Christiaan Engstrom: If I was going to give some advice for let’s say JP Morgan, because we’re in planning process right now for our events at JP Morgan, and this year it’s never been bigger. We’re doing a investor summit where we’re taking aspiring life science investors, folks that are accredited investors, but it’s pretty intimidating to put your money into early stage life science companies. It’s a very risky space and we’re going to educate them. We’re partnering with, I’m not gonna put the names out there with several excellent life science entities to bring in venture capitalists and talk to this group of new money. We see it as the current structure is broken. So why do we keep fishing in that pond, right? We need to go fish in different ponds and pull people in and tell our story effectively.

Christiaan Engstrom: So this is also in a way some advice and maybe speaking to the startups that are preparing for JPM, we need to do different things. You can’t go to the same well. It’s not the same as it was two years ago or five or 10 or 15. Some of the folks that are still trying to raise money are operating like they needed to a decade ago and it’s different. And we have to open our minds up, have different conversations. So we’re doing this investors summit in Napa Valley for three days where we’re going to be educating potential life science investors through venture capitalists that have been doing it and bridging that gap, I would say. So preparing for that means I need to go reach out and introduce myself to the investors that I would like to have involved with what I’m doing. And this should sound familiar to startups and I’m doing it now in September.

Christiaan Engstrom: Because if I ask them in November, they’re gonna be booked in January at JPM. So I’m asking them and they say, well, tell me about it. And we set up a meeting and I’m not asking them to sponsor or get on the docket as the keynote yet. I’m just saying, do you think this is cool? And if people do, they get involved. So as a startup, you need to socialize your technology in front of JPM. And then you need to have a meeting where you present your deck or your idea or whatever it is you’re doing, whatever vertical you’re representing within life sciences, socialize your idea. And then before JPM, you need to have a business meeting with them and say, here’s the nuts and bolts of what I was talking about. And when you’re in that meeting, you’ll secure your JP Morgan meeting with the investor or the partner, whoever it is you’re looking for, if you’re both into each other at that point.

Christiaan Engstrom: If they like you and it’s very much about, and I’m speaking directly to the founders and this goes back to a question I always ask our community is should you be the CEO? Because the investor is investing in you, not your CFO, not your board of advisors, not even your technology in some cases. They don’t need to go as if they’re investing in you. So you have to build that relationship and then you need to show up and be credible. And in the end, quarter one, I hope it opens up. After JPM, we were hoping that what happened this year didn’t, there were things, macroeconomics and play that has kept the money in dry powder stage, but it should be opening up in quarter one, quarter two, and you’ll be there, you’ll be ready to take that check.

Christiaan Engstrom: If you wait, if you say, boy, I’d really like to get my 2026 planning in place, so I’m gonna start talking to people at JPM so I can tell them what my plan is, you’re too late and you’re gonna miss out on the next round of funding. So quarter two, quarter three, 2026 funding prep starts now.

Grant Belgard: How do you decide which thematic panels or formats are most useful to your community?

> _BRIEF 1_: List every calendar month Christiaan Engstrom names in the interview excerpt.
> _BRIEF 2_: Based on the interview excerpt, answer yes or no to each statement, quoting the words that decide it: (a) The investor summit lasts three days in Napa Valley. (b) Engstrom names the life science entities he is partnering with. (c) When Engstrom first contacts investors, he asks them to sponsor the summit.
The lines that come after the interview excerpt have nothing to do with it.

> _SOURCE MATERIAL_:
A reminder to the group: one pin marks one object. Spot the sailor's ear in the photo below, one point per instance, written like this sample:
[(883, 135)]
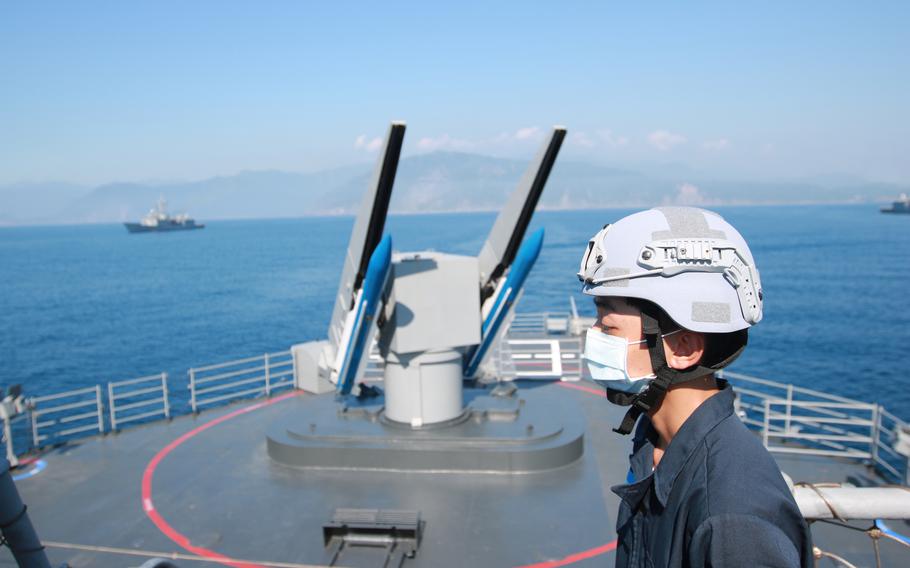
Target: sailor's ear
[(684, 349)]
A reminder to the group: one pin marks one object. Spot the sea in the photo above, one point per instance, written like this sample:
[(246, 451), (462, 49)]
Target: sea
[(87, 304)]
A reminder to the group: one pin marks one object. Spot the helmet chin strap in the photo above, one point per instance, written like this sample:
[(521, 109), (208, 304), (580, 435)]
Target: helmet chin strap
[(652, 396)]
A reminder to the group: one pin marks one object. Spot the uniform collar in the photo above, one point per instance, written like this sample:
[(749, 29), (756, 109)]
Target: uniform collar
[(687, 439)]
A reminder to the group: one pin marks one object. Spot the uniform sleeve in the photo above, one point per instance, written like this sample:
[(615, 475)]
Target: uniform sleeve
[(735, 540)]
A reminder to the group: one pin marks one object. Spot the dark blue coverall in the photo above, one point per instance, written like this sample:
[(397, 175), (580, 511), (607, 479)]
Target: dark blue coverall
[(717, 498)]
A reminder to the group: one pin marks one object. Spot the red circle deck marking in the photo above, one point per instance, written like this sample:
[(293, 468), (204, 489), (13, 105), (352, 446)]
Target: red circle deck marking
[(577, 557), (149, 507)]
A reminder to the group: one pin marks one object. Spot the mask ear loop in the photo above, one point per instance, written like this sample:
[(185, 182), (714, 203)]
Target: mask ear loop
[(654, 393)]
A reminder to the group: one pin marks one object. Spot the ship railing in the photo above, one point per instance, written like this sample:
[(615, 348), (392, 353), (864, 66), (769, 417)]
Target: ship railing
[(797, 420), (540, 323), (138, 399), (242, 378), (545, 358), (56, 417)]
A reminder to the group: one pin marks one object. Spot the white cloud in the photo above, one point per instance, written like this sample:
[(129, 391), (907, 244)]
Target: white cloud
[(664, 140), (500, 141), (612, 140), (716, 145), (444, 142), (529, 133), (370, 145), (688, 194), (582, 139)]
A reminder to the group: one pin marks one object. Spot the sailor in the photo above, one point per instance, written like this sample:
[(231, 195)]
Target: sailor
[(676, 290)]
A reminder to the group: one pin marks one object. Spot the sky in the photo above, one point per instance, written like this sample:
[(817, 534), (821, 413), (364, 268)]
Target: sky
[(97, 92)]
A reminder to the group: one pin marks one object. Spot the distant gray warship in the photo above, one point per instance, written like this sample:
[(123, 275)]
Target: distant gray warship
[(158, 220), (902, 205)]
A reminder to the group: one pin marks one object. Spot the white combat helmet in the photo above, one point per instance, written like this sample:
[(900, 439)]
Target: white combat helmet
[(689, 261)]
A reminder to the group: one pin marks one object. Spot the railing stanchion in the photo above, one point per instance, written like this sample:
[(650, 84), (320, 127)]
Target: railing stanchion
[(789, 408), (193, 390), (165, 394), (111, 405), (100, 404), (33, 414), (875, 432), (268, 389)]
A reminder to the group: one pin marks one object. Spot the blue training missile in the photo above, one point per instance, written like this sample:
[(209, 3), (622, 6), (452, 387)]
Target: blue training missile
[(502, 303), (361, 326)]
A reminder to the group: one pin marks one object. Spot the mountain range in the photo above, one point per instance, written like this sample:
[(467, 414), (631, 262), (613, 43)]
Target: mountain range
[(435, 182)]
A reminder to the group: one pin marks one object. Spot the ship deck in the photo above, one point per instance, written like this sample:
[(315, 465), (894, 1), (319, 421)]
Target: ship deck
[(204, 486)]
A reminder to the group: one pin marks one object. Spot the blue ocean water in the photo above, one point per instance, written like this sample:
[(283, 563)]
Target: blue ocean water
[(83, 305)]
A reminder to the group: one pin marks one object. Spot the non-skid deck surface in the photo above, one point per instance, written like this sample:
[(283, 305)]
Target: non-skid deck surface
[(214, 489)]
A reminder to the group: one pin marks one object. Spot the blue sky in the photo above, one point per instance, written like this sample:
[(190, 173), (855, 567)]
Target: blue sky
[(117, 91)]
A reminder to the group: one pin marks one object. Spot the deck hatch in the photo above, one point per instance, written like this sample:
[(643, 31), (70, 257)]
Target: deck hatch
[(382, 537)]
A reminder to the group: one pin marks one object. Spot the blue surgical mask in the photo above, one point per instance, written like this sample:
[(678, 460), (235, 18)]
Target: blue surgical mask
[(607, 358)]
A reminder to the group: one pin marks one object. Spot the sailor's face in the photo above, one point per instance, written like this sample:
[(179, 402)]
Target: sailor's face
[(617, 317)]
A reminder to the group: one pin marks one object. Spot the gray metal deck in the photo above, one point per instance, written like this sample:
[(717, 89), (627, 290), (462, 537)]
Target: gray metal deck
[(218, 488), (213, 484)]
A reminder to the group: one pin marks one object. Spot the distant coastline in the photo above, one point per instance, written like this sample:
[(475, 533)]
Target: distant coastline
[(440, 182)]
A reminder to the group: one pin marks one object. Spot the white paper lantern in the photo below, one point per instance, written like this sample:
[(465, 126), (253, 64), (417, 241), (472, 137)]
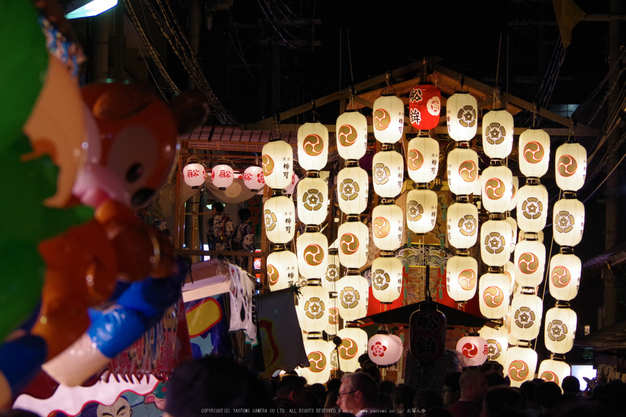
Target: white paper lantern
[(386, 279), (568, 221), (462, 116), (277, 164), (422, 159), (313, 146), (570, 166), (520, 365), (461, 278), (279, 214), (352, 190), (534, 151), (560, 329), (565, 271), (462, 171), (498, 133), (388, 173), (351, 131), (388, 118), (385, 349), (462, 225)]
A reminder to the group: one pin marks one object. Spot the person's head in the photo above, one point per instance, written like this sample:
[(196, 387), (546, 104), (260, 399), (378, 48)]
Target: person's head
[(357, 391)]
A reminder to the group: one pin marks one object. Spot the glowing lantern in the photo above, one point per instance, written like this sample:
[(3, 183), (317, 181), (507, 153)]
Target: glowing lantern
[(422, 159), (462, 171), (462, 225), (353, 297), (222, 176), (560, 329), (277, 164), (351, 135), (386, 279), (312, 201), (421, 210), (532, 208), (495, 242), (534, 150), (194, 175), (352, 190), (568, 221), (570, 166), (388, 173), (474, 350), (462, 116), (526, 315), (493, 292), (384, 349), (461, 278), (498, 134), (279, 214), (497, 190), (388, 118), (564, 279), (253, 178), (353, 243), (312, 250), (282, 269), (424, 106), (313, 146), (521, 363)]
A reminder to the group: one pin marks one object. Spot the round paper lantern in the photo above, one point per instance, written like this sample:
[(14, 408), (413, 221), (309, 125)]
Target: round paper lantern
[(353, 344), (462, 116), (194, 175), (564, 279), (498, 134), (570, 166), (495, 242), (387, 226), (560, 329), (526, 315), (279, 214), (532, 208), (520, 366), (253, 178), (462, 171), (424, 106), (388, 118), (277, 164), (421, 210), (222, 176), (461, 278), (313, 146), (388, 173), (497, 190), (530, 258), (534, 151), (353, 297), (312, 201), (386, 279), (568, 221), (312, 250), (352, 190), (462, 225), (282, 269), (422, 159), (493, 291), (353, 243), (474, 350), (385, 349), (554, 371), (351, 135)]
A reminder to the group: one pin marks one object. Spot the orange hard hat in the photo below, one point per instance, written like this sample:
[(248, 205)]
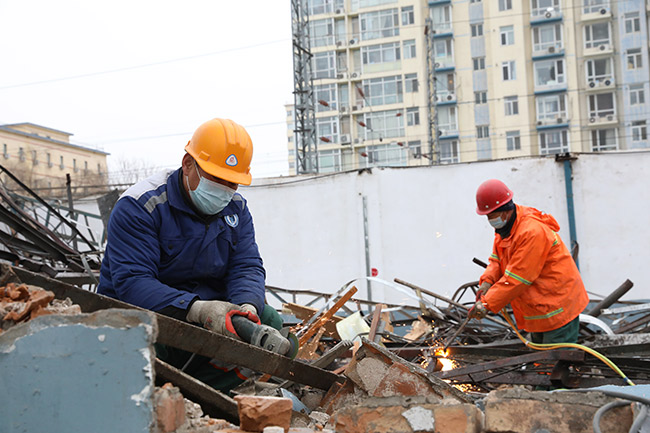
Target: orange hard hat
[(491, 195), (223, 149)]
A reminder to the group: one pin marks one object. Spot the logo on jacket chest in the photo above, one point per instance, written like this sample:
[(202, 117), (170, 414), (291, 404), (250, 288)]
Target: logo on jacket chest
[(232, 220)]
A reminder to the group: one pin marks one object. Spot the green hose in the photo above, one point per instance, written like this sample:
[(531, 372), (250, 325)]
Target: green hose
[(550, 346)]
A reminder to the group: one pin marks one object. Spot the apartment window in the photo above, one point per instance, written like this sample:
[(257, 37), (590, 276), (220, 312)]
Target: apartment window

> _EXERCISE RESULT 1_: September, November, January

> _EXERCISE RESULT 2_:
(a) Yes: "we’re doing this investors summit in Napa Valley for three days"
(b) No: "I’m not gonna put the names out there"
(c) No: "I’m not asking them to sponsor or get on the docket as the keynote yet"